→ **TASK DESCRIPTION**
What do the lines from the one containing "of the cloud" through the end of the entries say? Quote them exactly, and only them.

→ **GIVEN DATA**

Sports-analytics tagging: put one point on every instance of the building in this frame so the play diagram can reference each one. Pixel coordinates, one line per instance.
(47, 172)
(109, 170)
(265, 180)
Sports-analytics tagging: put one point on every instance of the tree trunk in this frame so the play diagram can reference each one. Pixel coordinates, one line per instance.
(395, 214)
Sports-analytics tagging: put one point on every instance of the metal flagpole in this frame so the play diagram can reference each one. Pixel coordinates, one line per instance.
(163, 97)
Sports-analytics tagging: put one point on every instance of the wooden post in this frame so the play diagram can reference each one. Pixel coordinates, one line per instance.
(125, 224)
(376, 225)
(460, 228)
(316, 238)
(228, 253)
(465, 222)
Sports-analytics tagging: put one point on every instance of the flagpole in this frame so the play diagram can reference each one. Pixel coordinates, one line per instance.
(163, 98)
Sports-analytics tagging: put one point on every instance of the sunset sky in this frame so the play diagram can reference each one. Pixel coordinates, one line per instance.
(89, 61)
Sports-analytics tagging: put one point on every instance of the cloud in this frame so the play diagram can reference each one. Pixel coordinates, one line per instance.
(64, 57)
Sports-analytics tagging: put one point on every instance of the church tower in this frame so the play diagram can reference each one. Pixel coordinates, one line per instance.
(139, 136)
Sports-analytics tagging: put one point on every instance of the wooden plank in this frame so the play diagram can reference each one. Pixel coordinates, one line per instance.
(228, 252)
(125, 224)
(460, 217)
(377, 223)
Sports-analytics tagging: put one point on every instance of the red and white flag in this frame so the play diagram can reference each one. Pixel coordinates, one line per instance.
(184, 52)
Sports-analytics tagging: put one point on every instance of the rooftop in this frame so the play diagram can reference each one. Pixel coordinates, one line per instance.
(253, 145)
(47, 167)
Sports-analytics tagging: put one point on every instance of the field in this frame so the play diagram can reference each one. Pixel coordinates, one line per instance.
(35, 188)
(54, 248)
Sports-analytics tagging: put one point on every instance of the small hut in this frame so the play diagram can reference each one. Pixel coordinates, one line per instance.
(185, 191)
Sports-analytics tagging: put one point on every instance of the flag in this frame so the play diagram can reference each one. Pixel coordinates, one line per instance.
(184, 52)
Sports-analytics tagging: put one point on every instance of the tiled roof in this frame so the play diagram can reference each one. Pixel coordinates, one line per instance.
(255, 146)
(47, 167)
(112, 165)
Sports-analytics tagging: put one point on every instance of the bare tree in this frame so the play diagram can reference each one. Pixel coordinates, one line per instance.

→ **EXPECTED ANSWER**
Sports-analytics tagging: put one point on every instance of the cloud in this frame so the play diagram can reference each one. Pixel coordinates, one line per instance.
(64, 57)
Sports-analytics tagging: put one point on every instance of the church tower in this frame so the play diagram can reference each one. Pixel coordinates, one line per instance.
(139, 136)
Sports-analytics tagging: put one point on every instance of the wooden plank in this frame so the play diagram can reference each one. Pixel coordinates, one line per instance.
(228, 252)
(125, 224)
(460, 217)
(377, 223)
Sports-analytics tagging: put one point on every instance of the red and white flag in this frame so the play diagram can reference each one. Pixel coordinates, one line per instance.
(184, 52)
Sports-analytics tagging: put one point on every instance of the rooftop in this frame so the play diagram can reference each one. Pixel coordinates, one line per instance.
(253, 145)
(47, 167)
Sports-analytics tagging: put one point on every instance of the field in this frame so the play diagram can reference each one. Pixel coordinates, one line per instance.
(35, 188)
(54, 248)
Sports-analytics tagging: put one point on every instance of the small hut in this frame so the play diagram can reference each one. Pixel coordinates, one line per instance.
(185, 191)
Sports-analytics tagging: put one point on every instance of the flag in this frame so the play diagram can reference each one. Pixel coordinates, one line per instance.
(184, 52)
Sports-analytics tagging: put one point on every instance of the tiled roof in this frame so the play diagram can reference each one. Pixel coordinates, one line per instance.
(255, 146)
(47, 167)
(112, 165)
Sports-analytics tagging: put one point on every instance of the bare tree in this frame so the play diagram can reference each one. Pixel coordinates, one line per instance.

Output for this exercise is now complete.